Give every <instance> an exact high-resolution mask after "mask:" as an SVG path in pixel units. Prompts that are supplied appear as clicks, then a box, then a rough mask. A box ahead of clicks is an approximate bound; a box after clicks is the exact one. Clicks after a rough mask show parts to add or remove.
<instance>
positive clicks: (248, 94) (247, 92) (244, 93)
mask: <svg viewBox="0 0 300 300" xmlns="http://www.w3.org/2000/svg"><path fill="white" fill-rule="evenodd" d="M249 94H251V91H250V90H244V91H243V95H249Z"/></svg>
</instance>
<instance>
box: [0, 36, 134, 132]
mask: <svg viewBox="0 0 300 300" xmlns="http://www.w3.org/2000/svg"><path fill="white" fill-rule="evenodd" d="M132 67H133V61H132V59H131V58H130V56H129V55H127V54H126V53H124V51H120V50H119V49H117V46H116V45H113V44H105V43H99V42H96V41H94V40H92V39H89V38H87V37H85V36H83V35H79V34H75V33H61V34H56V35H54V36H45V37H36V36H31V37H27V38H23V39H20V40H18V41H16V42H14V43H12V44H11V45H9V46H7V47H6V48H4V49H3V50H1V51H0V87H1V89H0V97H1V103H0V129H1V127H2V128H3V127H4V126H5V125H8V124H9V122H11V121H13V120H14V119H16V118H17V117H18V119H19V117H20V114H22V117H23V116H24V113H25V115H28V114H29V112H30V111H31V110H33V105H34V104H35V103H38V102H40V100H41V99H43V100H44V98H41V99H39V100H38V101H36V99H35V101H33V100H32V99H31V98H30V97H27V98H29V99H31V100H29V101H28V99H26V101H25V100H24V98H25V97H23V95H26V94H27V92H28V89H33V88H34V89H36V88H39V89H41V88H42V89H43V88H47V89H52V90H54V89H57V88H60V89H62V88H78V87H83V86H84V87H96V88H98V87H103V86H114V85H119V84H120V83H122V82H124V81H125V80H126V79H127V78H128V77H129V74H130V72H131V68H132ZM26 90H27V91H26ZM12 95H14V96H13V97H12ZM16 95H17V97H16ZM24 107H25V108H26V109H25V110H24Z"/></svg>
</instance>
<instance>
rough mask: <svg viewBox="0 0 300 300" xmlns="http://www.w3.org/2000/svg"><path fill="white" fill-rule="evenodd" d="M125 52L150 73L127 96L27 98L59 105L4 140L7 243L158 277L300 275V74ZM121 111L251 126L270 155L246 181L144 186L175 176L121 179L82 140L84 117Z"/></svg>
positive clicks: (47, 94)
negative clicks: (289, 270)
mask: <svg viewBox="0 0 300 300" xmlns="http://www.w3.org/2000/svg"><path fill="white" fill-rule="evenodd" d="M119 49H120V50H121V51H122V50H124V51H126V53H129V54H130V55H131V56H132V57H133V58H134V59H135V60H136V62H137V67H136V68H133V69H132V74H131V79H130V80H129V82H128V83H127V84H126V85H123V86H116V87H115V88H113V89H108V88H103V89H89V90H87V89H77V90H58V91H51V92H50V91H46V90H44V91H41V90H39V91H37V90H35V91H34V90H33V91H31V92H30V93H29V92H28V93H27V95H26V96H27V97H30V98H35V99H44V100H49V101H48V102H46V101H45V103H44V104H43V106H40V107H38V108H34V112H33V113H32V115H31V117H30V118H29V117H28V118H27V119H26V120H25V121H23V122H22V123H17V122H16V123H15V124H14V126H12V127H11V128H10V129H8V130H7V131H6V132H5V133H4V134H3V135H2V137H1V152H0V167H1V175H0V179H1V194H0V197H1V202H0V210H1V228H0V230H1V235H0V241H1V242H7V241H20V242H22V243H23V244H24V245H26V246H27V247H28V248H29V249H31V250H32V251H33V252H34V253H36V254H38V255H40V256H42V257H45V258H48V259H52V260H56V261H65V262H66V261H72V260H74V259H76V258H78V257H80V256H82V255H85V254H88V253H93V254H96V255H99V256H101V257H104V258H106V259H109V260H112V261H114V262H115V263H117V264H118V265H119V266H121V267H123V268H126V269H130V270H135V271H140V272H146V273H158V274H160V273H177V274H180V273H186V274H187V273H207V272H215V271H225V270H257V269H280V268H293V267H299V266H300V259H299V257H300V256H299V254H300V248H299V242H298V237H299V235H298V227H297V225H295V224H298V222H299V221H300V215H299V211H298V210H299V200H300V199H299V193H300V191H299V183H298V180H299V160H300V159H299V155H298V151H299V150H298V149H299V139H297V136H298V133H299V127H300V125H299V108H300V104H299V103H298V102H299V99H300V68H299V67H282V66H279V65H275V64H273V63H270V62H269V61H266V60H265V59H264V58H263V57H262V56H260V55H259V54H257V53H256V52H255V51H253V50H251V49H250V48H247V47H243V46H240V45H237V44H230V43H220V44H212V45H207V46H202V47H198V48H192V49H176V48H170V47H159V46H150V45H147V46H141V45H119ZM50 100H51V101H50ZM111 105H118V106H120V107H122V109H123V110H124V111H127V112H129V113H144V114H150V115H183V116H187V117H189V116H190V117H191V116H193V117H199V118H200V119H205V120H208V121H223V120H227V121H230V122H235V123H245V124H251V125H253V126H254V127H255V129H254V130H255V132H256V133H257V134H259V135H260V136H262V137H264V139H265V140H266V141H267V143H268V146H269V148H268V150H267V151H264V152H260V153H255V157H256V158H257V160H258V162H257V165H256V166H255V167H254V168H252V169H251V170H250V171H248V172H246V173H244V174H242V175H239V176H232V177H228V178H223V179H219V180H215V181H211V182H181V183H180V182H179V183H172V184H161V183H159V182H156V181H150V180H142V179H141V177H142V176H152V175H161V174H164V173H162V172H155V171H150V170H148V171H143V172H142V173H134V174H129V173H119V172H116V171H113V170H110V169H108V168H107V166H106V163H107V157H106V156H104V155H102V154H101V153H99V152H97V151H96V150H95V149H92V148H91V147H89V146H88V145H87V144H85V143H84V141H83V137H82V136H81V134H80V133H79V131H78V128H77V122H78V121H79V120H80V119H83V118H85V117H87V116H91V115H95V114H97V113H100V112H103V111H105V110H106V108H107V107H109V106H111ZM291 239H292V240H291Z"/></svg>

——————————

§ Required action: Which lines of the material above hold the string "rough"? Pull them out.

§ Your solution:
Give every <instance> an exact high-resolution mask after "mask:" as an SVG path in pixel units. Prompts that are supplied appear as clicks, then a box, then a rough mask. A box ahead of clicks is an approximate bound; a box after clicks is the exact one. Clicks after a rough mask show parts to add or remove.
rough mask: <svg viewBox="0 0 300 300" xmlns="http://www.w3.org/2000/svg"><path fill="white" fill-rule="evenodd" d="M125 52L150 73L127 96L27 98L59 105L4 140L7 243L158 277L300 275V74ZM121 111L251 126L270 155L246 181L144 186L175 176L121 179L82 140L84 117Z"/></svg>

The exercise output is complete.